THE PROBLEM: In the step on reducing overfitting below, what is the technique of adding equations that pull the pixel weights toward 0 called?

SELECTED EXTRACT:
....

Step 6 (Bonus Fun): reduce overfitting. There are many ways to reduce overfitting in machine learning. For models such as the one we are working with here, it is a very common technique to add additional equations to your system that have the effect of pulling the linear combination of pixels closer to 0. While a full discussion is beyond the scope of this exercise, this technique is called ridge regression. The basic logic of ridge regression is that in the absence of sufficient data suggesting otherwise, we should prefer to keep the weight on a particular pixel close to 0.
Modify your smile detector by adding a 576 new equations (constraints) to your system ATrain == bTrain. Each one of the new 576 equations should correspond to a particular pixel value in the image. The corresponding entry in the matrix bTrain should be 0 (encoding that the weight should be pulled towards 0). Once you add these new equations, you can solve the system as before.
Hint: the simplest method is to stack a 576 dimensional identity matrrix on the bottom of ATrain and a 576 by 1 vector of zeros onto bTrain. It turns out that scaling the identiy matrix controls how strongly you pull the weights towards 0, but it should work well just using the identity matrix.
Once you compute your new weight values, visualize the weight vector as an image (using code from previous sections).
See below for solution.
% Here we are adding on 576 equations where the ith equation says w_i == 0.
ATrainModified = [ATrain; 0.01*eye(576)];
bTrainModified = [bTrain; zeros(576, 1)];
wModified = (ATrainModified'*ATrainModified)\(ATrainModified'*bTrainModified);
imagesc(reshape(wModified, [24, 24]));

....

RAW DATA:

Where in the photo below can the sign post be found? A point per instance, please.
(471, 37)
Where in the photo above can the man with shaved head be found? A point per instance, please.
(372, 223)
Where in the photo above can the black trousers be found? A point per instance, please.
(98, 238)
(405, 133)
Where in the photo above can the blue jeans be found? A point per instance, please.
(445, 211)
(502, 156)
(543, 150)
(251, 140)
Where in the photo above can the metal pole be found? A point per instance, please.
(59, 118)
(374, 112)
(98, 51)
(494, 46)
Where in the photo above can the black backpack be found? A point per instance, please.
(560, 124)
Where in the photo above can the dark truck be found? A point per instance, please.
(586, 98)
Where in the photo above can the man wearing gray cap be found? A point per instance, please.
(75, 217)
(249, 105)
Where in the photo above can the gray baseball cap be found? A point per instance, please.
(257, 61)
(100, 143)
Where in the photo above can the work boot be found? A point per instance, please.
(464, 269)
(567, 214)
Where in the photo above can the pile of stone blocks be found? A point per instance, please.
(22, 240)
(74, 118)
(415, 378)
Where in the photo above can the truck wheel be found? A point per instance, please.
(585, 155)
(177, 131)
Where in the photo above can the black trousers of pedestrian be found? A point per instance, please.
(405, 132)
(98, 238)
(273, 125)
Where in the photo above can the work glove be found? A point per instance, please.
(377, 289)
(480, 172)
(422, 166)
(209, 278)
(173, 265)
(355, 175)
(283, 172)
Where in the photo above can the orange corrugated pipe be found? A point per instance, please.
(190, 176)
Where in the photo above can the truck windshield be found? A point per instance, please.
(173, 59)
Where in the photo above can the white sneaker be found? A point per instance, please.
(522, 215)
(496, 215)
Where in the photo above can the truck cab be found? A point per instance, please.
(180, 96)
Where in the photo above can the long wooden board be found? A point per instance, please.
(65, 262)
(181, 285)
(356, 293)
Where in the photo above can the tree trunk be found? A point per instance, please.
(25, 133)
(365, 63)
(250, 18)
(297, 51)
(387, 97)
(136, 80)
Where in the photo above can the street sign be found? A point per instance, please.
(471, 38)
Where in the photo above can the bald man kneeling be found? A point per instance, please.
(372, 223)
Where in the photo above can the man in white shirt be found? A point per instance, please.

....

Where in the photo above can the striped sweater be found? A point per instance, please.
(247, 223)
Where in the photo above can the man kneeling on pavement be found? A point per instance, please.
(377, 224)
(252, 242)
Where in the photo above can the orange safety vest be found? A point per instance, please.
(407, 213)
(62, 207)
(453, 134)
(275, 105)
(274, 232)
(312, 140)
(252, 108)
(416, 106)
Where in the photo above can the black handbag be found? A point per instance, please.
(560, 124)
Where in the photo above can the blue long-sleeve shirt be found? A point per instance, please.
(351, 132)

....

SOLUTION: Ridge regression.